=== SUPPLIED ENTRIES ===
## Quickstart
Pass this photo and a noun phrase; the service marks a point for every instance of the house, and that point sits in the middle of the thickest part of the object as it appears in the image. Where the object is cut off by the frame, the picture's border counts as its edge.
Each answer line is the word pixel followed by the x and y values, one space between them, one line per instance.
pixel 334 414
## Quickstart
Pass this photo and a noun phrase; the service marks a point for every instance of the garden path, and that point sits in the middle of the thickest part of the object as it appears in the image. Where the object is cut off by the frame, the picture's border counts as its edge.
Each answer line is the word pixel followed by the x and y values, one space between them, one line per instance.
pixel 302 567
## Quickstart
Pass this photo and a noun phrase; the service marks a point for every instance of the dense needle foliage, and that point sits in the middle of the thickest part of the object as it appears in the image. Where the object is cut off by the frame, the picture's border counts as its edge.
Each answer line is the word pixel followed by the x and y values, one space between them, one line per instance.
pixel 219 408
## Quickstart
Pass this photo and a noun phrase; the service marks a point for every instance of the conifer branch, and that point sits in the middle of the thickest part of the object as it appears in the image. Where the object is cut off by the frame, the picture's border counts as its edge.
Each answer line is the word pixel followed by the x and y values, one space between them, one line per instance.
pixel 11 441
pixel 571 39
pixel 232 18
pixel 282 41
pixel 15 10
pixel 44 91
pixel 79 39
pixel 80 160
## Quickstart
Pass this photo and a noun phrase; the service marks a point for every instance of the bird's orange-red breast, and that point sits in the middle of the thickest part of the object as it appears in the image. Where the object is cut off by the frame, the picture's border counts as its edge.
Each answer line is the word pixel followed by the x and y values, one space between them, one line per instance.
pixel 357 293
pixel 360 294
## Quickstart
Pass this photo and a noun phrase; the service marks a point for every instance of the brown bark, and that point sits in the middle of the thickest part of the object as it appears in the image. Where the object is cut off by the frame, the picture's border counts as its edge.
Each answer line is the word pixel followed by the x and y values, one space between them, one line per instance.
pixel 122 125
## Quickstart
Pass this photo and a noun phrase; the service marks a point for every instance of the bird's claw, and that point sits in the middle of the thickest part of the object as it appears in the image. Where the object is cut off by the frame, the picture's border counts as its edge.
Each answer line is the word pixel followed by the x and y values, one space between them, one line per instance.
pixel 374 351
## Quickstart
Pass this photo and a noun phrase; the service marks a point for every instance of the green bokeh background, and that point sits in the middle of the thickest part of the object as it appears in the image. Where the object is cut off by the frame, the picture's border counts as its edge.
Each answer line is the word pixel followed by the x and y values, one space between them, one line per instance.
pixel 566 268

=== PROBLEM REQUIREMENTS ===
Please filter the material above down to the lines that contain the string "bird", and copy each such line. Case counts.

=== SOLUTION BELOW ===
Pass this photo and a noun phrase; the service marks a point for every instance of the bird's orange-red breast, and that point sits in the middle of the thickest part of the object as it appears in the image. Where the object is cut off by the frame, the picture's border counts as its edge.
Pass this photo and a noun phrase; the service marks a point for every instance of the bird's claw, and that point sits in the middle of the thickest part of the object as it appears in the image. Where the object is cut off by the frame, the picture's border counts as its edge.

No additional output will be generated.